**Input data**
* * * *
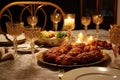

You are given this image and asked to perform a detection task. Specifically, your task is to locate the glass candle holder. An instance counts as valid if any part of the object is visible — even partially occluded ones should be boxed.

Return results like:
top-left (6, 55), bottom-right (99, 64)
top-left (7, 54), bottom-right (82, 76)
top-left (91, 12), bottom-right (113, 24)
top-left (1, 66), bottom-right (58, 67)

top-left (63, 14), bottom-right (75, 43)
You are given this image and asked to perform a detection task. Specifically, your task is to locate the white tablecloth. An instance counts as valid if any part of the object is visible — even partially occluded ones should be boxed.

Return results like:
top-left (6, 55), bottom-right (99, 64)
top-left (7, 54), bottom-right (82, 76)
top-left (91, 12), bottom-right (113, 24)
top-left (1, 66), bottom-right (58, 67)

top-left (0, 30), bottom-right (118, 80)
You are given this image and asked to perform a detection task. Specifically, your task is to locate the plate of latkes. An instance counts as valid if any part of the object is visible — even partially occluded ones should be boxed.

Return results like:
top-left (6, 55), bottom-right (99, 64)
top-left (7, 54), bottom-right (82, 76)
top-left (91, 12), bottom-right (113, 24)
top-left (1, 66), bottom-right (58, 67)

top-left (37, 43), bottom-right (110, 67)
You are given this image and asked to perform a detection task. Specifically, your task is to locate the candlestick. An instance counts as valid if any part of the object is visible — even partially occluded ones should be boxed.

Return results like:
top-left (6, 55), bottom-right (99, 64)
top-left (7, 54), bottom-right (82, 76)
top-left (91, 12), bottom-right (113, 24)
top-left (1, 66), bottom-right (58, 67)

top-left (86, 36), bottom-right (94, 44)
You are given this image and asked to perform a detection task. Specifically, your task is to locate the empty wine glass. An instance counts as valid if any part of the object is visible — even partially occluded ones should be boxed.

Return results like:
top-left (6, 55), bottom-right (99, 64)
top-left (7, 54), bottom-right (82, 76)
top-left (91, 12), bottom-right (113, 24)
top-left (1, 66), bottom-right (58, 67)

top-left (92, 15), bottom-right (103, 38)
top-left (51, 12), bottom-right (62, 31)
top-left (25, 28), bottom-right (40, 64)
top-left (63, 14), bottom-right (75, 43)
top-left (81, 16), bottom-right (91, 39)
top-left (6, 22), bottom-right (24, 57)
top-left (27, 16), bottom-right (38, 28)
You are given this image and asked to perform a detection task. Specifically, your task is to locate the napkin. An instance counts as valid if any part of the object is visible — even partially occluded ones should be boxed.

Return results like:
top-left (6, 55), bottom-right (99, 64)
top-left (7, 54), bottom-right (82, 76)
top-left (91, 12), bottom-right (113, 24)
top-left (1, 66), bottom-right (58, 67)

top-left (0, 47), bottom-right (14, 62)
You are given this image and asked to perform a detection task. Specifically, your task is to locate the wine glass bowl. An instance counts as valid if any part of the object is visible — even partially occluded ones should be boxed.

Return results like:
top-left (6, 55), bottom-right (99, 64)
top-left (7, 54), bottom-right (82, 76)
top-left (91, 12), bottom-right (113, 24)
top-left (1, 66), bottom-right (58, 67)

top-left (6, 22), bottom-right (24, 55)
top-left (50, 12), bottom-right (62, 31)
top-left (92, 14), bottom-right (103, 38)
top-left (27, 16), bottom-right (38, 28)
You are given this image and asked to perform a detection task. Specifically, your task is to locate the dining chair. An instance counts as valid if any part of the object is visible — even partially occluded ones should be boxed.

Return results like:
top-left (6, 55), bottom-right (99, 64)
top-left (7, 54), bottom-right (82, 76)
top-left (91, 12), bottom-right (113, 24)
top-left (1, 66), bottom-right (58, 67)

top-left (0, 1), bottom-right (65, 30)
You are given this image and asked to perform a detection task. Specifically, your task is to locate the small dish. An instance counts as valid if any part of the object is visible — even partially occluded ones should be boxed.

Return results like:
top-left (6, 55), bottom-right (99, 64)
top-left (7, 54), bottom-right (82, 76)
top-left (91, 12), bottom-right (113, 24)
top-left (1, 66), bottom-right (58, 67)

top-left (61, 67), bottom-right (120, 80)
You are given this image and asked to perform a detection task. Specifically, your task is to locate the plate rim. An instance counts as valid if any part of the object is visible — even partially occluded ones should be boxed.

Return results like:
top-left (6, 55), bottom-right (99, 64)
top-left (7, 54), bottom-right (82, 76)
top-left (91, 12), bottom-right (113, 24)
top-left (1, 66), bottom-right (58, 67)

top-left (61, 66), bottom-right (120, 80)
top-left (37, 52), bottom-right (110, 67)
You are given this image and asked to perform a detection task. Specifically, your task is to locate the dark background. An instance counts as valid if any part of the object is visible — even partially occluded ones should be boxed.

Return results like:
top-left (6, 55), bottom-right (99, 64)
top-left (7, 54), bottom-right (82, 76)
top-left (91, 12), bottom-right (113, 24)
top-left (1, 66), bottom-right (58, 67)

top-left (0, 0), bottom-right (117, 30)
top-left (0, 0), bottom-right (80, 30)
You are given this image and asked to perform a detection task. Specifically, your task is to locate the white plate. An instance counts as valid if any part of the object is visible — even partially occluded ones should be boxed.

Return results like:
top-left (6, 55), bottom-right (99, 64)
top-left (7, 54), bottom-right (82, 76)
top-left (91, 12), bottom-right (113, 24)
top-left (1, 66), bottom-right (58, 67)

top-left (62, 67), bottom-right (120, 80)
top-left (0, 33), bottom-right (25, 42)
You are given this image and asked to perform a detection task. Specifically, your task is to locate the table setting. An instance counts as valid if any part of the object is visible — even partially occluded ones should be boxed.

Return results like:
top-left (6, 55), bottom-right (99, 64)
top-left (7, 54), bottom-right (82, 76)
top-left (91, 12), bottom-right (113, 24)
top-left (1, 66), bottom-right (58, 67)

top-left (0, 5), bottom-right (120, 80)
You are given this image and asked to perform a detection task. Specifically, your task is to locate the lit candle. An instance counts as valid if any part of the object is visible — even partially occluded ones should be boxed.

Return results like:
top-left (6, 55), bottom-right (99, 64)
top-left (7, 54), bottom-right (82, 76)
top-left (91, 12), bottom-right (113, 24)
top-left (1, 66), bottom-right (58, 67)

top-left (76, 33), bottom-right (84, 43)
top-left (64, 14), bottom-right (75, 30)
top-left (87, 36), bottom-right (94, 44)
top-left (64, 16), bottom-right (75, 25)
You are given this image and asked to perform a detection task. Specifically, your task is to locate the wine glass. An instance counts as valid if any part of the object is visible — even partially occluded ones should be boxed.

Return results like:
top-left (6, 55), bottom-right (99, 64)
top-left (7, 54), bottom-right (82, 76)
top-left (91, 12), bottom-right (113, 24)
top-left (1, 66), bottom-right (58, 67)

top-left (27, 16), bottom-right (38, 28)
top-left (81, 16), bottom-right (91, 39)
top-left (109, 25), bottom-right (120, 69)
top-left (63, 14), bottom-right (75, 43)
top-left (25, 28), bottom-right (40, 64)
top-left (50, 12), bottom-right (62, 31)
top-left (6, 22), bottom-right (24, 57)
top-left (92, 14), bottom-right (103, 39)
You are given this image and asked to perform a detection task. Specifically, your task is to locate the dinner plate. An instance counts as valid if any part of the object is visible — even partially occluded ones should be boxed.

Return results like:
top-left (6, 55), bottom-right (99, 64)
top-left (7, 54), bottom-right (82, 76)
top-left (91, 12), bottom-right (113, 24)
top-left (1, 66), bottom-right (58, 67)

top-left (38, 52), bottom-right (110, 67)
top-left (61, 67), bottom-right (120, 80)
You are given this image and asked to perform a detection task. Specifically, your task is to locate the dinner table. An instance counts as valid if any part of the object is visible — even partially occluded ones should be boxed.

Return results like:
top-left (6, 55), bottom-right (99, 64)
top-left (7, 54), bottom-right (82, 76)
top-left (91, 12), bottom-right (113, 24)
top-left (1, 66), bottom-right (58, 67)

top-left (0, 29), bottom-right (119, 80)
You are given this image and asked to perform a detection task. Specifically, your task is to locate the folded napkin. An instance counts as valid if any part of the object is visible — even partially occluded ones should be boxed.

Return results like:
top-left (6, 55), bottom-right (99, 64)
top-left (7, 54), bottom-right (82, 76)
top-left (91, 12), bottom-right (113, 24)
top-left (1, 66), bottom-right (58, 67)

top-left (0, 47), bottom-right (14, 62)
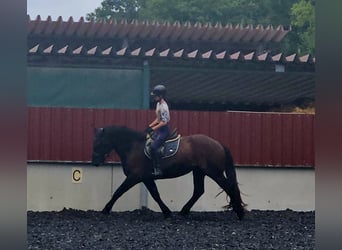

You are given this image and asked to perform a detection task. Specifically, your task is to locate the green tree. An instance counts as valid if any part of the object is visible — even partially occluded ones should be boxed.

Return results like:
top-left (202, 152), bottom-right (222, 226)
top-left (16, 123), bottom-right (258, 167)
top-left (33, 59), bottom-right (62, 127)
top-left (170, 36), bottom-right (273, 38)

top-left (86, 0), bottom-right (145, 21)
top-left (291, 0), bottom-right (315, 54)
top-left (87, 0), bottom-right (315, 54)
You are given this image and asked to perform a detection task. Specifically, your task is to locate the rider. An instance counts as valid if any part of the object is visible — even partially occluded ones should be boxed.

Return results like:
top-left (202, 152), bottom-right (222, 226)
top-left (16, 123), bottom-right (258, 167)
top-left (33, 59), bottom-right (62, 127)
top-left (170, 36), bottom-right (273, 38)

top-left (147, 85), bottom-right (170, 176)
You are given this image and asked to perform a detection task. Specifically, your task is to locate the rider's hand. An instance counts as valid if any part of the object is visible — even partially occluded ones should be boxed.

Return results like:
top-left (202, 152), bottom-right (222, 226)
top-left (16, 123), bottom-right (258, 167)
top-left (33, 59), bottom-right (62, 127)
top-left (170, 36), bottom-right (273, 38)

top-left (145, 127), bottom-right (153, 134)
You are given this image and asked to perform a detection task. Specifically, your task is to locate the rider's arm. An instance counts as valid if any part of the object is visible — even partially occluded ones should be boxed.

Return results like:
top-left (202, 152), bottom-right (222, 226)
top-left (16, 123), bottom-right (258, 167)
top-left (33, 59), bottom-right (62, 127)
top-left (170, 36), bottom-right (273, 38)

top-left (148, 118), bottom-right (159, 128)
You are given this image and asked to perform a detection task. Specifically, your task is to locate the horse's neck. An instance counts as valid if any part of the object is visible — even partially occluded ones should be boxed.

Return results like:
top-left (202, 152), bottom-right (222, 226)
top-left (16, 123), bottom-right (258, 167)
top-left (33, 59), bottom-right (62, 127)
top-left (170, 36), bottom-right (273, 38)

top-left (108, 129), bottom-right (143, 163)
* * * *
**Your goal**
Pick out every line of the entries above that contains the word "white", matching case exactly, and copy each of those lines.

**Answer to the exercise**
You are given this image and asked to perform a detection task. Specifically, your task is to locate the white tablecloth. An instance counts as valid if any part of the object is visible — even partially occluded ones should be boxed.
You are given this image and asked to perform a detection task. Specifically, your task is to locate the white plate. An instance counts as valid if any part of the object is visible — even partially occluded ones should be boxed.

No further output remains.